Extracted text:
- Born: 14 January 1922 Chester-le-Street, County Durham, England
- Died: 2 June 2020 (aged 98) Southland, New Zealand
- Education: Durham University University of Birmingham
- Known for: Sonar devices
- Spouse: Nora Waters ​ ​(m. 1944; died 2004)​
- Children: 3
- Scientific career
- Fields: Electrical engineering
- Workplaces: Admiralty Underwater Weapons Establishment University of Birmingham University of Canterbury
- Thesis: Echo-location by man and animals: collection of published papers (1962)

= Leslie Kay (engineer) =

British–New Zealand electrical engineer (1922–2020)

Leslie Kay (14 January 1922 – 2 June 2020) was a British–New Zealand electrical engineer, particularly known for the development of ultrasonic devices to assist the blind.

==Early life and family==
Kay was born in Chester-le-Street, County Durham, England, on 14 January 1922, the son of a colliery manager. He left school at the age of 14, and accepted an electrical apprenticeship at the local colliery managed by his father, and took night classes in electrical engineering.

In 1940, Kay joined the Royal Air Force, training as a pilot, but was later posted as an aircraft engineer because of his engineering background. His role included modifying aircraft, recalibrating their instruments, and test-flying the planes to ensure their airworthiness.

In 1944, Kay married Nora Waters, and the couple went on to have three children.

==Career==

===England===
After World War II, Kay studied for a Bachelor of Engineering degree at the Newcastle campus of Durham University, graduating in 1948. Later he joined the Admiralty as a civilian scientist based at the Isle of Portland. He was involved in the development of transmitting underwater sonar for the identification of submarines, mines and torpedoes, undertaking research both on land and at sea. He also took part in naval operations, and was in a submarine off Port Said during the Suez Crisis.

About this task:
In the Leslie Kay text, begin at the words "In 1940, Kay" and stop after "ensure their airworthiness.". Copy that passage, replacing "Royal Air Force" with "RAF". The lines that follow come from a separate source.

Dataset records:

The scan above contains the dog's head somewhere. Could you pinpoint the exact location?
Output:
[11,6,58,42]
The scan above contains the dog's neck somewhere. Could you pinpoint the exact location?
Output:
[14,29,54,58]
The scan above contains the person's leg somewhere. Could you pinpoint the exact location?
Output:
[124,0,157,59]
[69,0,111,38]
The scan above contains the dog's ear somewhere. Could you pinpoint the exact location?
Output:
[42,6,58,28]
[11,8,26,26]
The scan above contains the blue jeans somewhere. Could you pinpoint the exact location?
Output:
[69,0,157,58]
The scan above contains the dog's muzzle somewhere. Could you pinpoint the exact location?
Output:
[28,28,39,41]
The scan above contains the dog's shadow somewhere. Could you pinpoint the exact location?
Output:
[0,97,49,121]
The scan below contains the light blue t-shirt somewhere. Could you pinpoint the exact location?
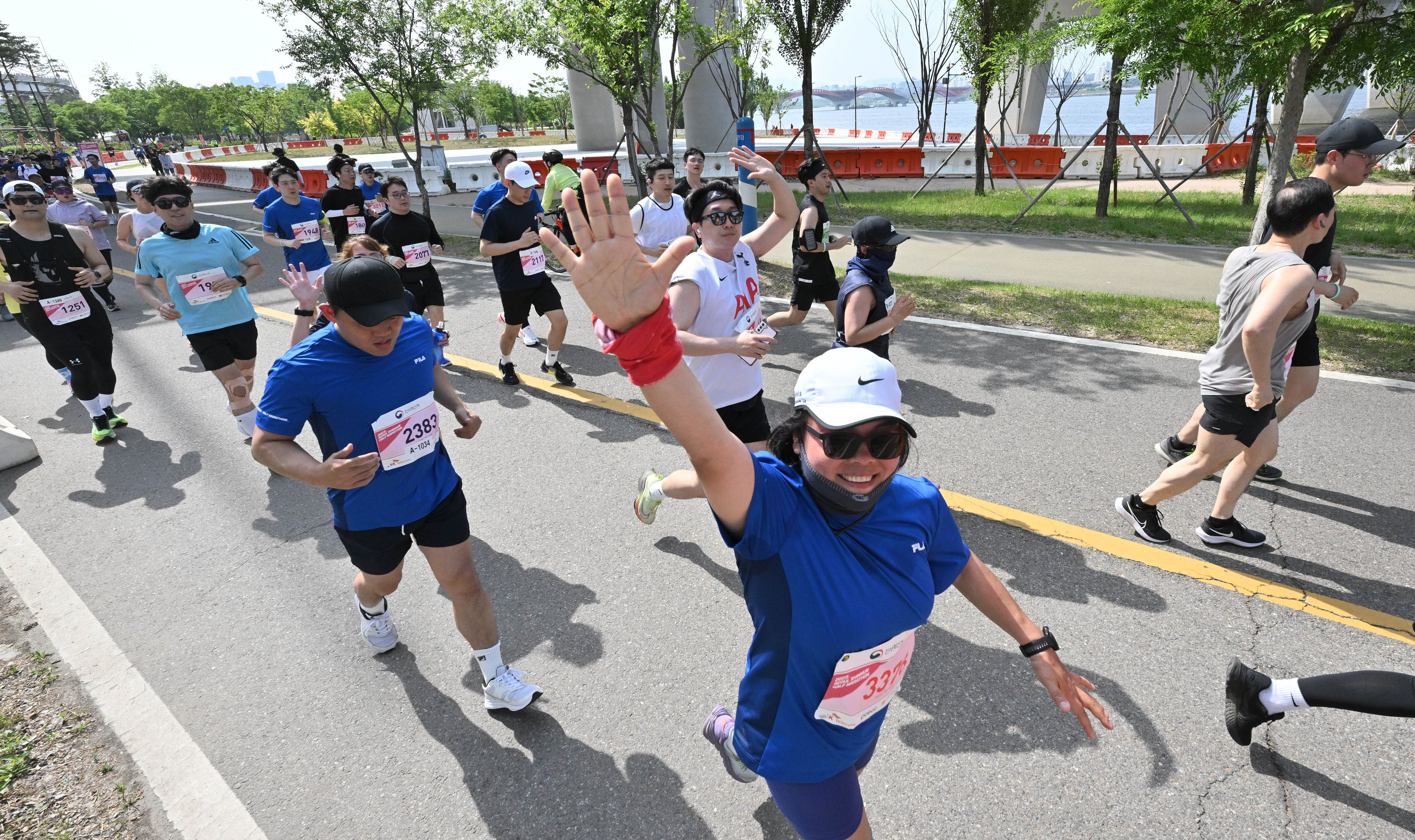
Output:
[260,198,333,266]
[256,315,457,530]
[722,453,971,784]
[136,225,260,335]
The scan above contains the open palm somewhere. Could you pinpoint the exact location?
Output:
[540,170,693,332]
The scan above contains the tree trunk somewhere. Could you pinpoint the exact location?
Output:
[1095,51,1125,218]
[1248,45,1312,245]
[1242,82,1272,207]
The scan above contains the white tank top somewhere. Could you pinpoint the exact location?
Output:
[634,195,688,247]
[672,242,761,409]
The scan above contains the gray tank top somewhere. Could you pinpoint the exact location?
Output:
[1199,245,1317,399]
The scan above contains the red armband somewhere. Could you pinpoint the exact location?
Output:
[590,294,684,386]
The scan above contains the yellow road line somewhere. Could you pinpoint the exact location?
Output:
[941,491,1415,645]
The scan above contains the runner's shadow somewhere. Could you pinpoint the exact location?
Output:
[1248,744,1415,831]
[379,646,713,840]
[898,624,1175,788]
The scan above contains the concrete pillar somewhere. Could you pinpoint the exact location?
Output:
[565,68,623,151]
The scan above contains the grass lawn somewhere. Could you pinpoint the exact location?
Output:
[757,181,1415,257]
[759,263,1415,380]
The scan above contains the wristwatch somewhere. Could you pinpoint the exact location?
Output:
[1017,626,1061,659]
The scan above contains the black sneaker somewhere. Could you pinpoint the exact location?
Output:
[1115,493,1169,543]
[1224,656,1286,747]
[540,362,575,385]
[1194,516,1268,549]
[1155,434,1194,464]
[1252,464,1282,481]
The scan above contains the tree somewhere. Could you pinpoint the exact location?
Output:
[872,0,954,149]
[954,0,1047,195]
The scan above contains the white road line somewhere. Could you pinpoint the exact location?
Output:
[0,508,265,840]
[761,296,1415,390]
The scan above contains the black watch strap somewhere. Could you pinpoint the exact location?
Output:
[1017,626,1061,659]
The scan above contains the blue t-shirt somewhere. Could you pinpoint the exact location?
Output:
[84,167,117,195]
[723,453,969,784]
[260,197,333,272]
[471,181,545,215]
[256,315,457,530]
[136,225,260,335]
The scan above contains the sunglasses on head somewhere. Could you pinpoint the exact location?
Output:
[703,211,743,228]
[805,426,908,461]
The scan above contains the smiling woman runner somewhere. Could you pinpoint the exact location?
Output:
[540,171,1111,840]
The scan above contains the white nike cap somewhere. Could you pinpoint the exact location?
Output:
[795,347,918,437]
[507,160,540,187]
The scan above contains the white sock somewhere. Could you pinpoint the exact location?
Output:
[1258,679,1308,714]
[471,639,505,683]
[236,409,256,437]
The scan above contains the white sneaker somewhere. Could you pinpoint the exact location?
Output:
[354,595,398,653]
[481,666,540,711]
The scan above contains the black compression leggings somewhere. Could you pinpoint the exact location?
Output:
[1298,670,1415,717]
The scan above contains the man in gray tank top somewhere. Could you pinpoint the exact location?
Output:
[1115,178,1336,549]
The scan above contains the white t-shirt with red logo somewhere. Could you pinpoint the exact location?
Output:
[672,242,763,409]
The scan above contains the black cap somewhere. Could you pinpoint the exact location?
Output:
[1317,117,1405,160]
[324,256,407,327]
[850,216,908,246]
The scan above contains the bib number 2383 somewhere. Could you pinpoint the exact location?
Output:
[374,390,439,470]
[815,629,914,730]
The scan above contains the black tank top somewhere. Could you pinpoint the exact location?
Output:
[791,192,835,280]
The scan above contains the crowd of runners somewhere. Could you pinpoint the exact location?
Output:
[0,119,1415,840]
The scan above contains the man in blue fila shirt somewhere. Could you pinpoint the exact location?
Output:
[251,256,540,711]
[133,175,265,437]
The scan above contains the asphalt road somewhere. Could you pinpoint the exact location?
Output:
[0,191,1415,840]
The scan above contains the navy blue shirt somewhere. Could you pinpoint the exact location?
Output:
[719,453,971,784]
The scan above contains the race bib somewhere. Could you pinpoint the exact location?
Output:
[177,269,235,307]
[521,245,545,277]
[40,291,89,327]
[815,629,914,730]
[374,390,439,470]
[403,242,433,269]
[290,219,320,243]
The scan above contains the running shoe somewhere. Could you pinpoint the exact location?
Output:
[1224,656,1286,747]
[634,470,664,525]
[703,706,757,784]
[481,665,540,711]
[1155,434,1194,464]
[1194,516,1268,549]
[1115,493,1169,543]
[540,362,575,387]
[1252,464,1282,481]
[354,595,398,653]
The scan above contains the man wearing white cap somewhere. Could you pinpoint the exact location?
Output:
[542,174,1111,840]
[481,161,575,385]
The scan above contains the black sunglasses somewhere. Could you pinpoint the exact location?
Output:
[805,426,908,461]
[706,211,742,228]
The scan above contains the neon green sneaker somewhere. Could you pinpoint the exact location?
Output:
[634,470,664,525]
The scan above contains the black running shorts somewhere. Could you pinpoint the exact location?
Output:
[334,481,471,574]
[501,277,565,327]
[717,390,771,444]
[1199,393,1278,447]
[187,318,256,370]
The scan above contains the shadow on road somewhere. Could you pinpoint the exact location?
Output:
[381,648,713,840]
[1248,744,1415,831]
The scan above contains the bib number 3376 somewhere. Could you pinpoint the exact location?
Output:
[374,390,439,470]
[815,629,914,730]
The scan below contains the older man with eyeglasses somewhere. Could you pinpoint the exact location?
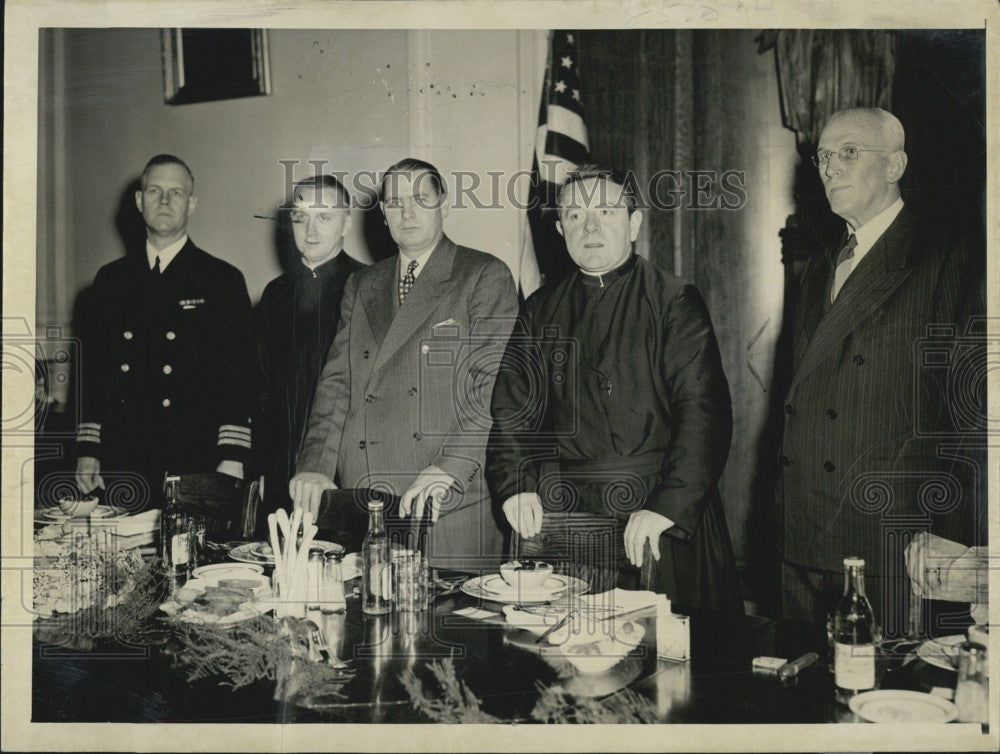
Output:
[776,109,986,635]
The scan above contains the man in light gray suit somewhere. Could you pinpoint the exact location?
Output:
[289,159,517,568]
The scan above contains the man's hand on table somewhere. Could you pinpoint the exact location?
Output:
[503,492,543,539]
[625,511,674,568]
[288,471,337,521]
[76,456,104,495]
[399,466,456,522]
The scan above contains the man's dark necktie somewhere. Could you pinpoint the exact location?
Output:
[830,233,858,302]
[399,259,417,304]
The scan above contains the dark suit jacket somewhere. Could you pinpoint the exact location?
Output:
[77,240,252,502]
[297,237,517,567]
[777,208,986,576]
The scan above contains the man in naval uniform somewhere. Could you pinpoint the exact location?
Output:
[76,154,252,510]
[289,159,517,569]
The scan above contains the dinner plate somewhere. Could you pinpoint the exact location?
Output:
[849,689,958,723]
[462,573,587,605]
[917,634,965,670]
[35,505,125,524]
[160,573,272,626]
[229,540,361,581]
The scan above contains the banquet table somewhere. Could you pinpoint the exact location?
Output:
[32,580,955,723]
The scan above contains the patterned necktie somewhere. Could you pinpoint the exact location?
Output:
[830,233,858,303]
[399,259,417,304]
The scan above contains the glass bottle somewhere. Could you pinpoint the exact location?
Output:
[160,476,192,581]
[361,500,392,615]
[321,550,347,613]
[955,641,990,723]
[833,557,875,704]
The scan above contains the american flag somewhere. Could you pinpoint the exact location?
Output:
[519,31,590,298]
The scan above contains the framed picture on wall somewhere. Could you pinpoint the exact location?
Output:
[161,29,271,105]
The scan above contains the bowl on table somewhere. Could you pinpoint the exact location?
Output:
[500,560,552,592]
[59,497,98,518]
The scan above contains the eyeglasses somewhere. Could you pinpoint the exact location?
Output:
[811,144,889,168]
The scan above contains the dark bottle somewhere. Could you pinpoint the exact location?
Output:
[361,500,392,615]
[833,558,876,704]
[160,476,192,582]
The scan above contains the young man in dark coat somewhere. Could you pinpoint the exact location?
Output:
[486,166,742,611]
[76,154,252,510]
[254,175,365,515]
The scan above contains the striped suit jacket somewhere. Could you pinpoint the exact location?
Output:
[777,207,986,576]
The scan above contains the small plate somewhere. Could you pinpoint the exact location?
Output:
[917,634,965,671]
[849,689,958,723]
[229,540,344,565]
[462,573,587,605]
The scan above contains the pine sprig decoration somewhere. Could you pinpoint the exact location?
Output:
[531,684,657,725]
[171,615,353,698]
[400,659,501,723]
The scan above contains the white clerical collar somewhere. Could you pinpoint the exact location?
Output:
[299,246,344,270]
[399,244,437,280]
[146,233,187,272]
[847,198,903,272]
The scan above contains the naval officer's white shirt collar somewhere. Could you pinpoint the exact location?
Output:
[844,198,903,280]
[146,233,187,272]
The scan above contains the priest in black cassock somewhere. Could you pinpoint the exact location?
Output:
[254,175,365,520]
[486,166,742,611]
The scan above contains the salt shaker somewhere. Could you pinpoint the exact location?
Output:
[320,550,347,613]
[955,641,990,723]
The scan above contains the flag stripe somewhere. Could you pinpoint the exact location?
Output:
[546,105,590,149]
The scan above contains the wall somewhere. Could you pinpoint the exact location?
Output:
[38,29,544,324]
[38,29,797,580]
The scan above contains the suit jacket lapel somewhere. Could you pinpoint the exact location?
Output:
[361,260,397,348]
[372,236,455,373]
[789,209,912,394]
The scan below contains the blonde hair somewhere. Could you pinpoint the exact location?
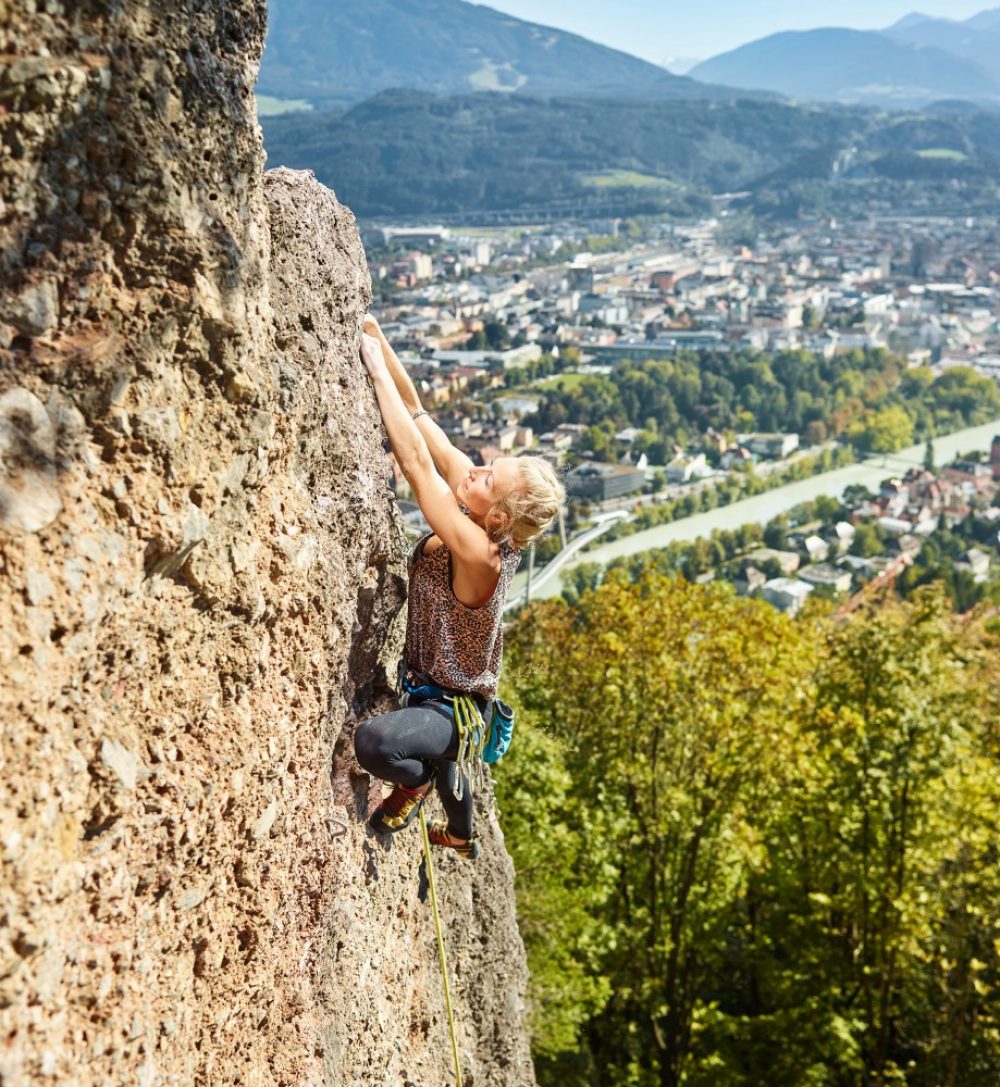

Result:
In 1940, Kay joined the RAF, training as a pilot, but was later posted as an aircraft engineer because of his engineering background. His role included modifying aircraft, recalibrating their instruments, and test-flying the planes to ensure their airworthiness.